* Dataset entries:
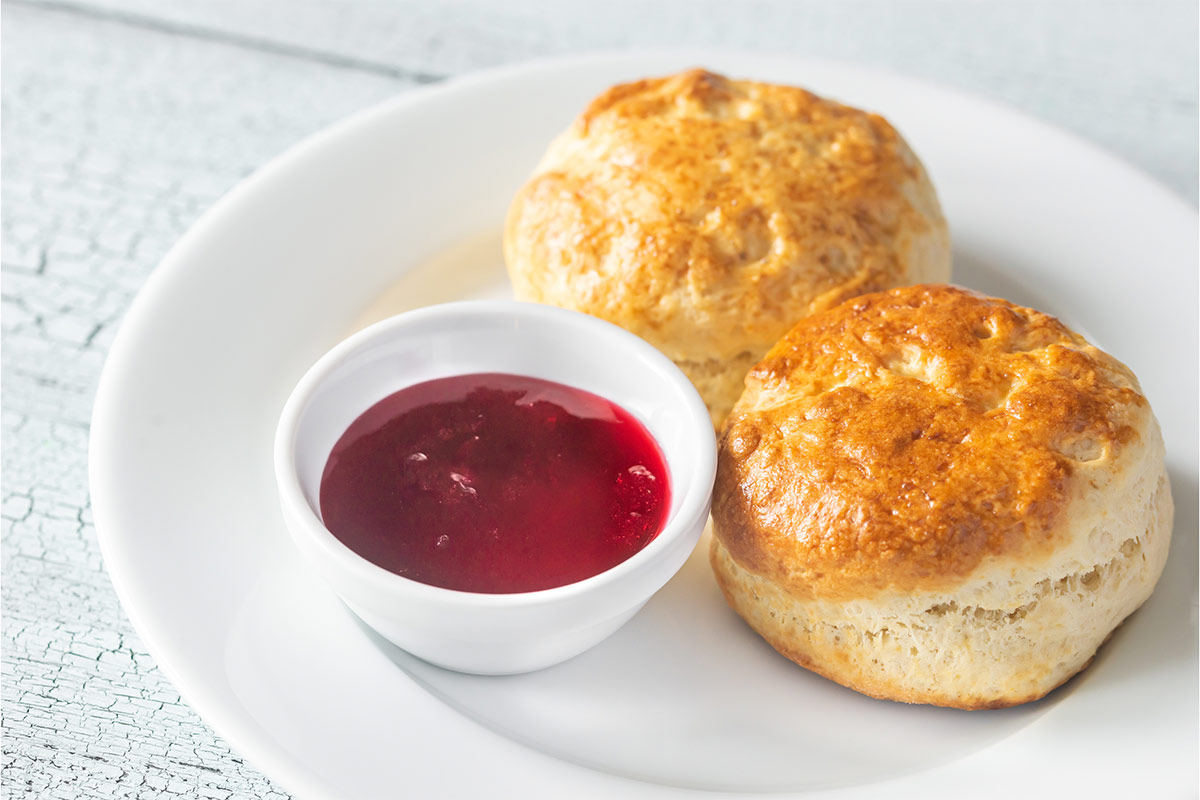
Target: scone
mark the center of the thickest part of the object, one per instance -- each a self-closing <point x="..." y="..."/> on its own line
<point x="708" y="215"/>
<point x="935" y="497"/>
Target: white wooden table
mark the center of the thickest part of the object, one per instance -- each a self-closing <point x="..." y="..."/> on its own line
<point x="123" y="120"/>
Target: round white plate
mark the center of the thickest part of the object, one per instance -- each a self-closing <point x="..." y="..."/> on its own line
<point x="402" y="205"/>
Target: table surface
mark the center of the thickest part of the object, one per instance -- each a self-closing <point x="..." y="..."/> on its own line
<point x="123" y="120"/>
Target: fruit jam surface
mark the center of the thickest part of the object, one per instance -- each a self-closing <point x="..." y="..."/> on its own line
<point x="495" y="483"/>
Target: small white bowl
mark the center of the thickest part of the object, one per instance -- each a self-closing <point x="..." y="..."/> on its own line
<point x="495" y="633"/>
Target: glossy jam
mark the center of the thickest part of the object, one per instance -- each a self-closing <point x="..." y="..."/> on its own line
<point x="495" y="483"/>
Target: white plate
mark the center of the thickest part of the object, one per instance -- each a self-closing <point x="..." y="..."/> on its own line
<point x="411" y="196"/>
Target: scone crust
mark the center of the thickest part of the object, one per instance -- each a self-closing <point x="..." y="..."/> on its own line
<point x="707" y="215"/>
<point x="910" y="438"/>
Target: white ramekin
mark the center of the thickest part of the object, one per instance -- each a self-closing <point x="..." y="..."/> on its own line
<point x="495" y="633"/>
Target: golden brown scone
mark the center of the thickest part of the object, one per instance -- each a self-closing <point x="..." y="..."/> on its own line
<point x="935" y="497"/>
<point x="708" y="215"/>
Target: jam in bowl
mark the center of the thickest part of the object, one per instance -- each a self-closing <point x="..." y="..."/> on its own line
<point x="495" y="486"/>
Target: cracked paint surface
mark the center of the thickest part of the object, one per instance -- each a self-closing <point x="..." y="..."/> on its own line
<point x="119" y="134"/>
<point x="106" y="163"/>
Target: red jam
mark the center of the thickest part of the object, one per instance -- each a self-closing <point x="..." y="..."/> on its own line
<point x="495" y="483"/>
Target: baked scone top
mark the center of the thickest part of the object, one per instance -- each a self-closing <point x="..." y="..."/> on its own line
<point x="903" y="438"/>
<point x="708" y="215"/>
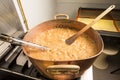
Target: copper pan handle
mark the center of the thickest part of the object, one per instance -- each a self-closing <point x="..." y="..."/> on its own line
<point x="61" y="16"/>
<point x="63" y="69"/>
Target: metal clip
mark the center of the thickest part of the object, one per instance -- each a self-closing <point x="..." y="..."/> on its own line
<point x="5" y="37"/>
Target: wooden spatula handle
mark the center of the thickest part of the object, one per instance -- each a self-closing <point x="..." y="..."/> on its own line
<point x="71" y="39"/>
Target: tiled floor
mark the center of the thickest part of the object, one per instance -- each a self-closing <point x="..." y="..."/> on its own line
<point x="105" y="74"/>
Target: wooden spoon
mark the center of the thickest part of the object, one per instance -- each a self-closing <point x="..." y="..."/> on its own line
<point x="71" y="39"/>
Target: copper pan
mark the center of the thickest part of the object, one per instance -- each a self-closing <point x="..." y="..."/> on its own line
<point x="63" y="69"/>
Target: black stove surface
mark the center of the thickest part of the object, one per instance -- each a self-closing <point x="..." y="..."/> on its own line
<point x="11" y="70"/>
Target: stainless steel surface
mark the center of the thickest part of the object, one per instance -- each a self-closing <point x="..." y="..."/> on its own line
<point x="30" y="44"/>
<point x="16" y="41"/>
<point x="9" y="20"/>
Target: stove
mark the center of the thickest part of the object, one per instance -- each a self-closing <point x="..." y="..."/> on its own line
<point x="15" y="65"/>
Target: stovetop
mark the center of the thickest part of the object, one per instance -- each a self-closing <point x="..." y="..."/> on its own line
<point x="15" y="65"/>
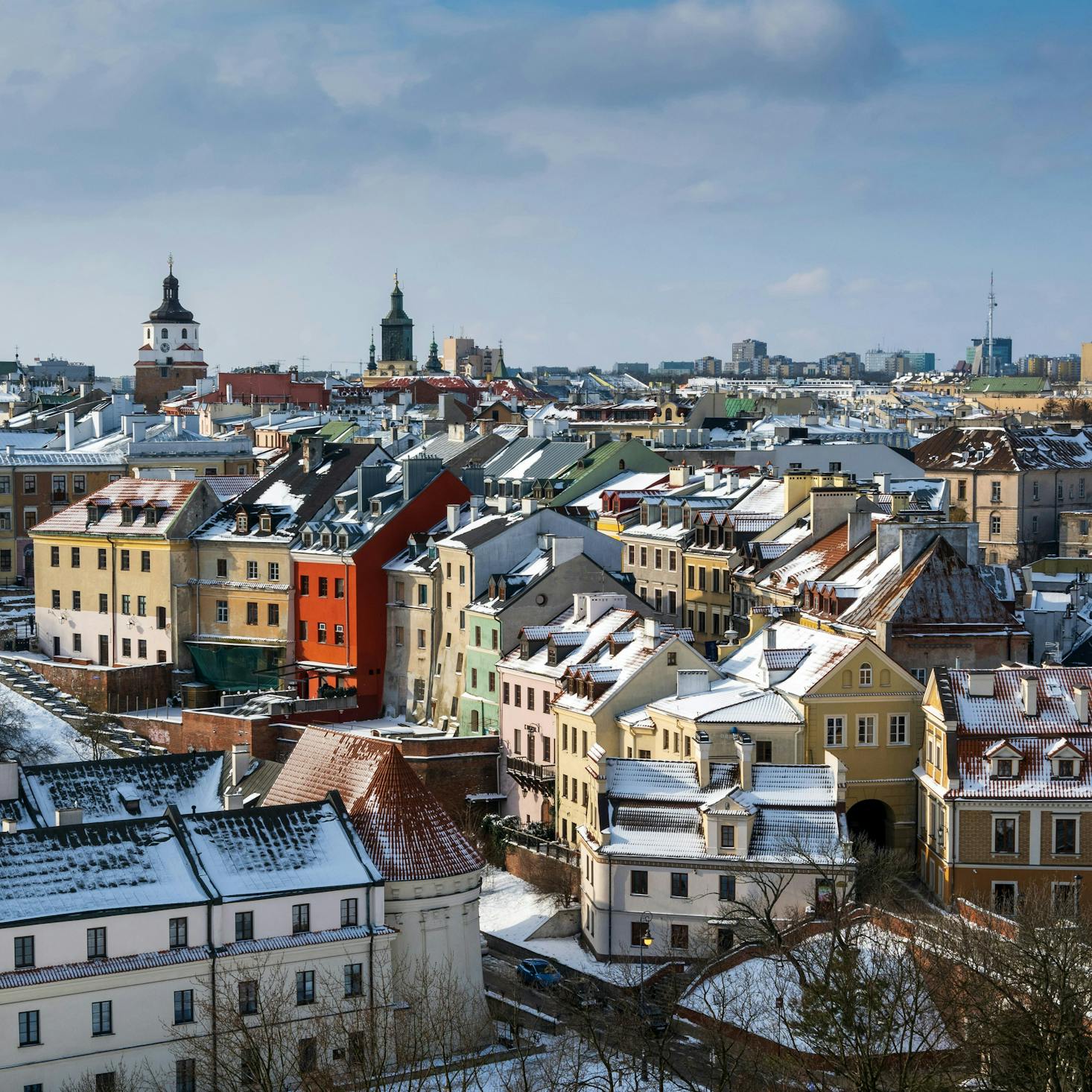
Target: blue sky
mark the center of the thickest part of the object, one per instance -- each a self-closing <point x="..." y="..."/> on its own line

* Task brief:
Return all of the entries exactly as written, but drop any pictures they hold.

* Full response:
Target: scone
mark the center of the thickest part of the object, one per instance -- each a self-closing <point x="..." y="..."/> on its own line
<point x="708" y="215"/>
<point x="935" y="497"/>
Target: white wooden table
mark the center of the thickest part of the object, one per instance -- each a self-closing <point x="..." y="..."/> on its own line
<point x="123" y="120"/>
Target: round white plate
mark the center of the thickest part of the object, one per instance -- each a self-closing <point x="..." y="..."/> on its own line
<point x="402" y="205"/>
Target: table surface
mark the center of the thickest part of the object, one per instance -- each a self-closing <point x="..." y="..."/> on its own line
<point x="123" y="120"/>
Target: fruit jam surface
mark the center of the thickest part of the object, one per instance -- each a self-closing <point x="..." y="..."/> on its own line
<point x="495" y="483"/>
Target: small white bowl
mark the center of the thickest part of the object, one per instance -- each a self-closing <point x="..." y="..."/> on its own line
<point x="495" y="633"/>
Target: glossy jam
mark the center of the thickest part of the object, one per instance -- each a self-closing <point x="..." y="..."/> on its own line
<point x="495" y="483"/>
Target: white plate
mark the center of the thickest part of the object, one per instance -- each a self-closing <point x="..." y="..."/> on its own line
<point x="411" y="196"/>
Target: scone crust
mark the center of the thickest part of the object, one per instance -- each a self-closing <point x="..." y="..."/> on its own line
<point x="707" y="215"/>
<point x="910" y="438"/>
Target: white ramekin
mark the center of the thickest part of the object, one per instance -- each a self-closing <point x="..." y="..."/> on its own line
<point x="495" y="633"/>
Target: golden brown scone
mark the center of the thickest part of the object, one per instance -- each a self-closing <point x="..." y="..."/> on its own line
<point x="935" y="497"/>
<point x="708" y="215"/>
Target: jam in bowl
mark the center of the thickest part of the object, one per instance -- each a self-closing <point x="..." y="..."/> on its own line
<point x="495" y="486"/>
Target: cracked paint surface
mark the center of the thickest part of the object, one per instance -- each a self-closing <point x="..." y="..."/> on its own line
<point x="119" y="134"/>
<point x="106" y="163"/>
Target: red jam
mark the center of the thickest part of the object, one per instance -- each a self-closing <point x="..." y="..."/> on its own line
<point x="495" y="483"/>
Target: baked scone top
mark the center of the thickest part of the object, one per instance -- each a self-closing <point x="..." y="..."/> on its own line
<point x="903" y="438"/>
<point x="708" y="215"/>
Target: copper pan handle
mark the center of the thickest part of the object, one per instance -- each a self-closing <point x="..." y="..."/> on its own line
<point x="61" y="16"/>
<point x="63" y="69"/>
Target: metal clip
mark the center of the thickest part of the object, one per instance -- each a self-closing <point x="..." y="..."/> on its own line
<point x="5" y="37"/>
Target: wooden spatula handle
mark the center of the thickest part of the object, one per instance -- each a self-closing <point x="..." y="..."/> on its own line
<point x="71" y="39"/>
Target: tiled floor
mark the center of the thickest part of the object, one per instance -- each a self-closing <point x="..." y="..."/> on its own line
<point x="105" y="74"/>
Target: wooden spoon
mark the center of the thickest part of the object, one per instance -- each a self-closing <point x="..." y="..."/> on its own line
<point x="71" y="39"/>
Target: copper pan
mark the center of the thickest part of the object, one per instance -- each a self-closing <point x="..." y="..."/> on its own line
<point x="63" y="69"/>
Target: black stove surface
mark the center of the thickest part of the object, one per instance -- each a self-closing <point x="..." y="..."/> on its own line
<point x="11" y="70"/>
Target: stainless steel surface
mark the center of the thickest part of the object, one per instance -- each a self-closing <point x="..." y="..."/> on its own line
<point x="30" y="44"/>
<point x="16" y="41"/>
<point x="9" y="20"/>
Target: stove
mark the center of the thickest part of the object, one per instance -- each a self-closing <point x="..." y="..."/> on its own line
<point x="15" y="65"/>
Target: stovetop
mark the center of the thickest part of the object, one per instance -- each a self-closing <point x="..." y="..."/> on its own line
<point x="15" y="65"/>
Target: blue sky
mark the center of the thickest part of the object, one per instance -- each a self-closing <point x="..." y="..."/> on its own line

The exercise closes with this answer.